▸ Work item
Quote every line from the top of the listing down to and including the line that contains "box: [75, 170, 122, 212]".
##############################
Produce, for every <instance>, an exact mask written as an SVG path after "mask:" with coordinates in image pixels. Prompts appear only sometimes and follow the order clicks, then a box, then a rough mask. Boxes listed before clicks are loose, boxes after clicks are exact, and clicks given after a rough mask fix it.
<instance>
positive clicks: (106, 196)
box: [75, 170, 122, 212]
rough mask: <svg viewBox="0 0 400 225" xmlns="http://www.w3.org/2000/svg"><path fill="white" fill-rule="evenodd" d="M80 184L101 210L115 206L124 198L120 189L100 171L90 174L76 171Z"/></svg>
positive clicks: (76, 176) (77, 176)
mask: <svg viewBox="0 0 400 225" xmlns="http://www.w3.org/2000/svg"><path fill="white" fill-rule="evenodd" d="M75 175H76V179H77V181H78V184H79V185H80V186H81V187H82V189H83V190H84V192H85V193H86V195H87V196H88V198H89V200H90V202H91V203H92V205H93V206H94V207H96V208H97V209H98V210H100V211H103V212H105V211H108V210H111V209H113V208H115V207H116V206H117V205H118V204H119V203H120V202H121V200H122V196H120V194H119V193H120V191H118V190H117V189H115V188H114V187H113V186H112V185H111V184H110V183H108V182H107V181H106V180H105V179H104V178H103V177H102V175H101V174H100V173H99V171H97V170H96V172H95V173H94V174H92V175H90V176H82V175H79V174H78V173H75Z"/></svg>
##############################
▸ Answer
Produce, for every <instance>, an exact mask written as an SVG path after "mask:" with coordinates in image pixels. Prompts appear only sometimes and follow the order clicks, then a box, then a rough mask. Boxes listed before clicks are loose, boxes after clicks are exact, and clicks given after a rough mask fix it.
<instance>
positive clicks: (106, 196)
box: [75, 170, 122, 212]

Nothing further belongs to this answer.